**Extract provided:**
+++

There’s promise that blood tests could someday predict dementia as much as a decade before the disease strikes: Early detection could lead to effective prevention.
More than one blood test has emerged promising to catch signs of Alzheimer’s disease, the most common form of dementia, before symptoms appear. Early detection, researchers hope, could lead to prevention. So the earlier, the better.
One test, based on fats in the bloodstream, may catch the signs within three years of onset, with 90 percent accuracy. Another looks at blood proteins, and catches onset up to a year of advance with similar accuracy.
To push detection earlier, researchers have focused on one protein, IRS-1, important in how the brain monitors insulin. One form of it is inactive and another form is active. In early research, participants who had more of the inactive and less of the active form of IRS-1 eventually developed Alzheimer’s.
Researchers looked at frozen blood samples taken up to 10 years before an Alzheimer’s diagnosis. Based on clues from IRS-1, researchers could tell in every case which samples came from someone with Alzheimer’s. That’s right ― this test caught the disease as early as a decade in advance.
You’ll recognize insulin as the hormone people with diabetes take to manage their blood sugar. The connection between insulin and Alzheimer’s has led some scientists to think of it as type 3 diabetes, or diabetes of the brain. In type I diabetes, your body produces no insulin at all; in type 2 diabetes, the pancreas does produce insulin but not enough, or your body has developed a resistance to insulin so it needs more than the usual amount. In type 3, chronic insulin resistance leads to a shortage of insulin in the brain.
Another blood test promises to show when a patient already has Alzheimer’s, so it could be used to confirm a diagnosis based on early symptoms
These tests are not completely established or available commercially, but the company that developed the IRS-1 test won its first patent in 2018.

+++

**The data:**
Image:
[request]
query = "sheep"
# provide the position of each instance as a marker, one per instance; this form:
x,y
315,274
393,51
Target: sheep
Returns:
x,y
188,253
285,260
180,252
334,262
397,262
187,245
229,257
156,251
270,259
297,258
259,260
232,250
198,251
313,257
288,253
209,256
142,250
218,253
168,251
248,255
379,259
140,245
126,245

+++

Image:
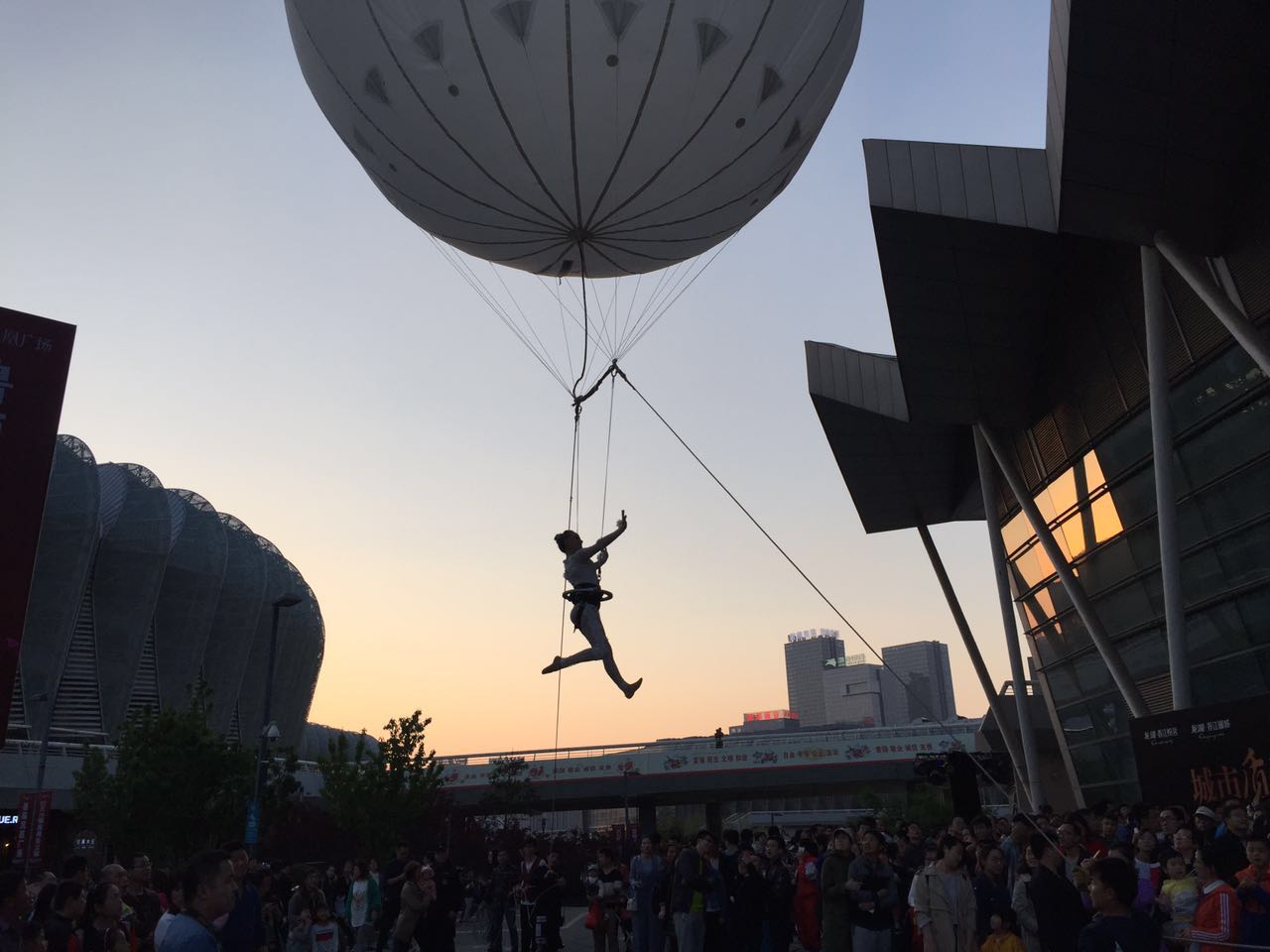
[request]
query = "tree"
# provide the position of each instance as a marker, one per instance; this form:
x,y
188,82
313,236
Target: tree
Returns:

+++

**To do:**
Rewrite the paragraph that begins "To push detection earlier" from the text on blood tests for dementia as a short bulleted list. Keep its main facts. The entries have nothing to do with the text.

**Answer for this exercise:**
- To detect Alzheimer's earlier, researchers have focused on IRS-1, a protein important in how the brain monitors insulin.
- IRS-1 has an inactive form and an active form.
- In early research, participants with more of the inactive form and less of the active form eventually developed Alzheimer's.